==== PROVIDED RECORDS ====

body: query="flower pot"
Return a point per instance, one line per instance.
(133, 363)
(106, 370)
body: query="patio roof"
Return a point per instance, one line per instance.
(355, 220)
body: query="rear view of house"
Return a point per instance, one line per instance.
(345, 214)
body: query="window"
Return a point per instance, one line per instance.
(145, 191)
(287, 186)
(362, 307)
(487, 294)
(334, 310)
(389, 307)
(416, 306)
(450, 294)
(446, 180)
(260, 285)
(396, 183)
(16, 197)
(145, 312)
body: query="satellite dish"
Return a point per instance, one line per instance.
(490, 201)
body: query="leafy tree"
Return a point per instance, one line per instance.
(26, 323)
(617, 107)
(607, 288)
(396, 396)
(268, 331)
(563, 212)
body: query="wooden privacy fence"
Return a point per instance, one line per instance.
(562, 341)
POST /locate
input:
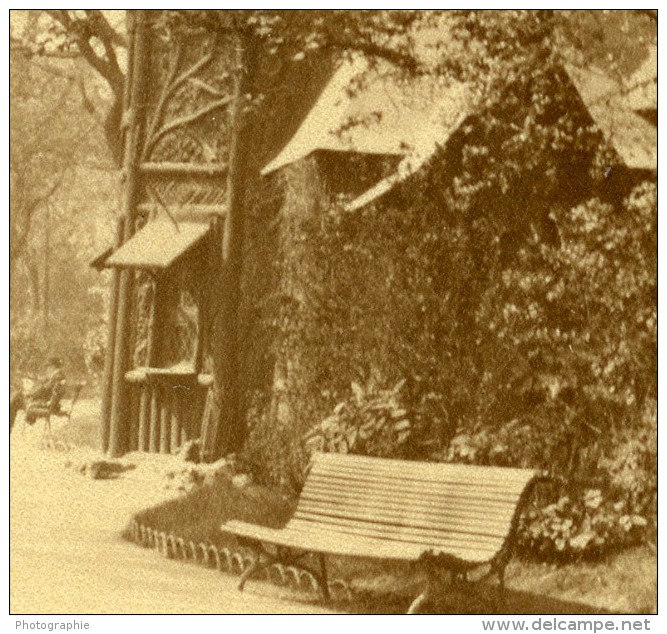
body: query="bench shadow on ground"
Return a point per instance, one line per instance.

====

Repeat the data exactly, dropping every picture it holds.

• _OUTPUT_:
body: query="flower pot"
Return a point per instance, one line per instance.
(133, 363)
(106, 370)
body: query="patio roof"
Return a point per instance, one line per instance.
(355, 220)
body: query="rear view of house"
Return a point per instance, one line per instance.
(345, 214)
body: query="window"
Return a point per instance, one line per instance.
(145, 191)
(287, 186)
(362, 307)
(487, 294)
(334, 310)
(389, 307)
(416, 306)
(450, 294)
(446, 180)
(260, 285)
(396, 183)
(16, 197)
(145, 312)
body: query="satellite dish"
Return a point per instance, one line per instance.
(490, 201)
body: query="leafy tree"
Return a point per instance, one line per instance.
(26, 323)
(617, 107)
(607, 288)
(396, 396)
(268, 331)
(563, 212)
body: query="wooden privacy fence"
Return a point per instance, one line per instance.
(562, 341)
POST /locate
input:
body: query="bench shadow on ground"
Return a point per instance, one line per instance.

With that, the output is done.